RECORD EXTRACTS
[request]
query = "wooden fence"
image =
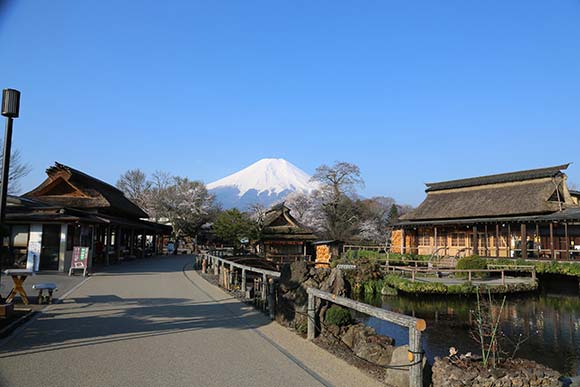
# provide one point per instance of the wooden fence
(224, 270)
(415, 326)
(413, 271)
(219, 266)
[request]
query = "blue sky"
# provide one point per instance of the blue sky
(411, 91)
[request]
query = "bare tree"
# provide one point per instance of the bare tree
(338, 185)
(186, 204)
(18, 169)
(342, 178)
(136, 187)
(299, 203)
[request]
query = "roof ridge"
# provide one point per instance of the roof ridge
(498, 178)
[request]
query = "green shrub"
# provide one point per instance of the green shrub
(472, 262)
(336, 315)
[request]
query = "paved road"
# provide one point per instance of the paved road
(152, 323)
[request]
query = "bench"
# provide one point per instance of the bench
(49, 287)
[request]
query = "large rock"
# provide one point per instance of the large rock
(400, 377)
(366, 344)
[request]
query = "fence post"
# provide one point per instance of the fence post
(244, 281)
(271, 303)
(311, 316)
(415, 358)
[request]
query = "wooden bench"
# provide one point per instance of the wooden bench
(49, 287)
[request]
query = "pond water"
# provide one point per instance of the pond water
(548, 320)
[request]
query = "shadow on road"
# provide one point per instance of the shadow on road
(106, 318)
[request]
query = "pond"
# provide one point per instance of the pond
(548, 321)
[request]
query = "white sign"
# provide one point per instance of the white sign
(34, 247)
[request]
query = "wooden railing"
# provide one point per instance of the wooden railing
(225, 275)
(438, 271)
(415, 326)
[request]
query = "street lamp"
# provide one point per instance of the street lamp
(10, 110)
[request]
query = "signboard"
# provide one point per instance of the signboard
(80, 259)
(34, 247)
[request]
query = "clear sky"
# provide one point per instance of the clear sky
(411, 91)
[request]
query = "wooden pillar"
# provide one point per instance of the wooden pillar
(524, 238)
(497, 240)
(567, 240)
(552, 250)
(475, 241)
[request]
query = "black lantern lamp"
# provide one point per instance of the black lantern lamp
(10, 110)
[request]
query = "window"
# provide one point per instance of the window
(19, 236)
(458, 239)
(424, 238)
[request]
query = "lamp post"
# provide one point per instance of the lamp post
(10, 110)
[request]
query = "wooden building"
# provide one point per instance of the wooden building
(72, 209)
(284, 239)
(528, 213)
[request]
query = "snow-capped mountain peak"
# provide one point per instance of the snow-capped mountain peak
(266, 181)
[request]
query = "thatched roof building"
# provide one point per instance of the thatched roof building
(70, 210)
(283, 237)
(503, 215)
(69, 187)
(523, 193)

EXERCISE PROMPT
Omit the pictures and set down the records exactly.

RESPONSE AREA
[request]
query = "wooden fence"
image =
# provide one point per instance of the wooden fence
(224, 270)
(415, 326)
(413, 271)
(219, 266)
[request]
query = "blue sky"
# provide one point per instance of the blue sky
(411, 91)
[request]
query = "bare tree"
# provide one point per instance of the bare tree
(338, 185)
(186, 204)
(18, 169)
(342, 178)
(136, 187)
(299, 203)
[request]
query = "roof ridge"
# provide one point per instance of the roof ridge
(498, 178)
[request]
query = "green shrub"
# provide one point per instance of the green shrub
(472, 262)
(336, 315)
[request]
query = "paved road"
# provide one point per instance of the paved road
(152, 323)
[request]
query = "bench"
# provide one point per instance of the bench
(49, 287)
[request]
query = "large rock"
# provide one point per instance of the large rock
(400, 377)
(366, 344)
[request]
query = "fence post"
# provide one point per instance of the fence post
(244, 281)
(271, 303)
(311, 316)
(415, 358)
[request]
query = "wooden bench"
# provide one point per instance of the wooden bench
(49, 287)
[request]
query = "pond water"
# provide one point per instance of the pond water
(548, 320)
[request]
query = "shadow on road"
# provide one point per instance of the shadow on road
(106, 318)
[request]
query = "pond"
# provide one point per instance of the pond
(548, 321)
[request]
query = "white sign"
# provide one point per instance of the white sign
(34, 247)
[request]
query = "wooden railing"
# provide one point per instance of the wooden railing
(225, 275)
(438, 271)
(415, 326)
[request]
query = "street lamp"
# provide one point per instance of the street lamp
(10, 110)
[request]
query = "signboard"
# provide one point per instance of the signboard
(80, 259)
(34, 247)
[request]
query = "clear sky"
# provide one point per instance of the clear sky
(411, 91)
[request]
query = "wooden pillar"
# provide one point per instance of the wooden pillar
(524, 238)
(497, 240)
(567, 240)
(552, 250)
(475, 241)
[request]
query = "black lantern lamp"
# provide one point per instance of the black lantern lamp
(10, 110)
[request]
query = "window"
# provide one point per instance of the window
(19, 236)
(458, 239)
(424, 238)
[request]
query = "lamp post"
# provide one point per instance of the lamp post
(10, 110)
[request]
query = "wooden building"
# provide one point per instance of the wooden building
(72, 209)
(284, 239)
(528, 213)
[request]
query = "snow-capped mountain peak"
# provide one point per instance of the snow-capped mountain peak
(266, 181)
[request]
query = "thatched roof building"
# provide one point per instance of the thatched roof building
(70, 210)
(283, 237)
(503, 215)
(69, 187)
(523, 193)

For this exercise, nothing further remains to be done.